* _Records supplied_
________

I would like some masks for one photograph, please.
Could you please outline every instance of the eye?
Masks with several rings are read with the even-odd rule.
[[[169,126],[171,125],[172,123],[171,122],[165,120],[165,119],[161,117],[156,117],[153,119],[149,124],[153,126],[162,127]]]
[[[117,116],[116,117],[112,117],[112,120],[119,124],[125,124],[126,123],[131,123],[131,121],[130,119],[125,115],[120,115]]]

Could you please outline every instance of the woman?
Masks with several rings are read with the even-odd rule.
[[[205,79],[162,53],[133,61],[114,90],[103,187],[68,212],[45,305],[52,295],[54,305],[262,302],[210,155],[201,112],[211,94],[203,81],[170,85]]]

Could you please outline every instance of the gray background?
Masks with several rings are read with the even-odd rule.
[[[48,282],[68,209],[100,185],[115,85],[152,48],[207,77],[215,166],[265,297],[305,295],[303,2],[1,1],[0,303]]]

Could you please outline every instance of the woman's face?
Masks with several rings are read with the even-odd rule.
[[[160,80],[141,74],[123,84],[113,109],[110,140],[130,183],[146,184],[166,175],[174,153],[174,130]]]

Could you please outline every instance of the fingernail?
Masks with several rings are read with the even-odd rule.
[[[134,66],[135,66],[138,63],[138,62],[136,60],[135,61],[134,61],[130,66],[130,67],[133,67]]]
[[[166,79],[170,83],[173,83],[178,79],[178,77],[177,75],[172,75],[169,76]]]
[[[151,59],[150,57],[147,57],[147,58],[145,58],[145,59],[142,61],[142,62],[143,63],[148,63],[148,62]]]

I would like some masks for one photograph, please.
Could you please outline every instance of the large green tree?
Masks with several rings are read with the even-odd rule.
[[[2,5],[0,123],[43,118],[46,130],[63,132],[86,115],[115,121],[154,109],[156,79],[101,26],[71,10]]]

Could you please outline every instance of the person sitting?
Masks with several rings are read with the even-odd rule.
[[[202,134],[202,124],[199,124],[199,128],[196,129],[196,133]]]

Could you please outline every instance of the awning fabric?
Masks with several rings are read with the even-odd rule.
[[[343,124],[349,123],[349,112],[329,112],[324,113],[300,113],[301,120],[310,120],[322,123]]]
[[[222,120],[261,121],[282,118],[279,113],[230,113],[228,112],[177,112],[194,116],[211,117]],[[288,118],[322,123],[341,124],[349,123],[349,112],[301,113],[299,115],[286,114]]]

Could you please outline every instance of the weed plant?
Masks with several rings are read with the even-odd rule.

________

* _Written request_
Rewrite everything from the line containing "Could you please outline every instance of the woman?" down to the end of the listing, including that line and the last one, with every request in place. Multiply each polygon coordinate in the answers by 0.35 and round it to a whole number, rounding halves up.

* _Correct answer_
Could you please outline every instance of the woman?
Masks with several rings are read with the even-odd rule.
[[[72,28],[57,19],[47,21],[40,32],[36,65],[24,74],[16,107],[18,103],[19,107],[92,106],[74,54],[70,39],[74,33],[71,28],[60,30]]]

Could you please outline every instance of the gray background?
Masks with several rings are read with the even-odd rule.
[[[17,99],[24,73],[35,65],[40,30],[53,17],[72,27],[75,58],[93,104],[107,103],[106,1],[0,0],[0,106]]]

Could you please outline every instance of the woman's face?
Masks with several rings are read with the even-odd rule.
[[[56,28],[49,26],[43,29],[40,38],[39,49],[46,64],[51,64],[58,61],[61,54],[61,46]]]

Could you please outline every instance of the fingernail?
Masks with several rings are read with the even-odd rule.
[[[47,23],[47,23],[48,22],[48,22],[48,21],[47,21],[47,21],[46,23],[46,23],[47,23]]]
[[[58,28],[60,29],[61,29],[62,28],[62,27],[62,26],[60,26],[59,27]]]
[[[53,21],[53,20],[51,20],[51,20],[51,20],[51,21],[50,21],[50,22],[50,22],[52,22],[52,22]]]

I would like some masks for one photograph, please.
Could you please outline every instance of the large green tree?
Masks with several rings are read with the even-odd rule.
[[[1,2],[0,43],[15,41],[16,46],[22,46],[30,40],[40,42],[54,38],[55,28],[35,9],[25,4]]]

Could you please outline every instance of the person sitting?
Masks with several rings are read with the even-odd rule.
[[[71,47],[71,43],[70,43],[70,45],[69,45],[69,47]]]

Could you please outline every instance of the awning fabric?
Masks with several rings are read with the even-odd rule.
[[[120,43],[122,43],[122,39],[115,39],[113,40],[105,40],[105,42],[109,42],[113,43]]]
[[[78,42],[91,42],[99,41],[98,40],[81,40],[80,39],[62,39],[68,41],[74,41]],[[101,41],[113,43],[119,43],[122,43],[122,39],[105,40],[105,40],[100,40]]]

Could you please outline every instance of the weed plant?
Masks with several rings are read with the even-odd rule.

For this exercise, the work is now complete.